:: CONSIGNE 1 ::
Recopiez à l'identique les lignes du listing, depuis celle qui contient « of the black » jusqu'à la fin du listing, ces deux bornes comprises.

:: TEXTE À LIRE ::
Mali: L'opposition dénonce les «fins inavouées» des autorités avec l'incarcération de dix cadres politiques

Une vue aérienne de Bamako

Au Mali, les parties signataires de la Déclaration du 31 mars dénoncent dans un communiqué les « fins inavouées » des autorités de transition. Ce regroupement, qui rassemble la quasi-totalité des partis politiques pour le retour à l'ordre constitutionnel, réagit au placement sous mandat de dépôt le 24 juin de dix de ses membres. Ils sont accusés par la justice, notamment, d'« opposition à l'exercice de l'autorité légitime » portant « atteinte à l'ordre public » et resteront en prison pour la suite de la procédure. Une décision jugée « injuste » par ces formations politiques.

Pour les membres de la Déclaration du 31 mars, ces poursuites judiciaires assorties d'incarcérations constituent un « énième assaut des autorités en place contre les libertés fondamentales, protégées par nos Constitutions et nos lois » [1].

:: DONNÉES FOURNIES ::
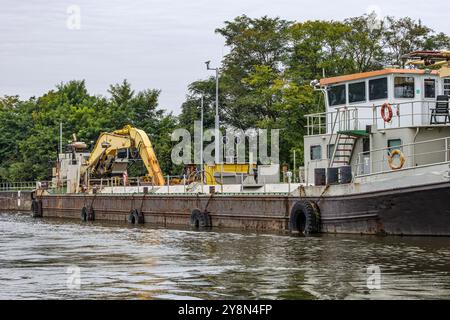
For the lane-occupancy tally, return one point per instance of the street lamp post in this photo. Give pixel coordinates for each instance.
(201, 142)
(217, 122)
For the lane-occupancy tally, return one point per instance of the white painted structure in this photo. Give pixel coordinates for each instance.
(353, 108)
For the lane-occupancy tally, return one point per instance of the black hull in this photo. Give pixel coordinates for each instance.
(420, 210)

:: CONSIGNE 2 ::
Reprenez mot pour mot le passage de l'article sur le Mali qui commence par « Mali: L'opposition dénonce » et va jusqu'à « ces formations politiques. » inclus.

:: CORRIGÉ 1 ::
For the lane-occupancy tally, return one point per instance of the black hull in this photo. Give pixel coordinates for each instance.
(420, 210)

:: CORRIGÉ 2 ::
Mali: L'opposition dénonce les «fins inavouées» des autorités avec l'incarcération de dix cadres politiques

Une vue aérienne de Bamako

Au Mali, les parties signataires de la Déclaration du 31 mars dénoncent dans un communiqué les « fins inavouées » des autorités de transition. Ce regroupement, qui rassemble la quasi-totalité des partis politiques pour le retour à l'ordre constitutionnel, réagit au placement sous mandat de dépôt le 24 juin de dix de ses membres. Ils sont accusés par la justice, notamment, d'« opposition à l'exercice de l'autorité légitime » portant « atteinte à l'ordre public » et resteront en prison pour la suite de la procédure. Une décision jugée « injuste » par ces formations politiques.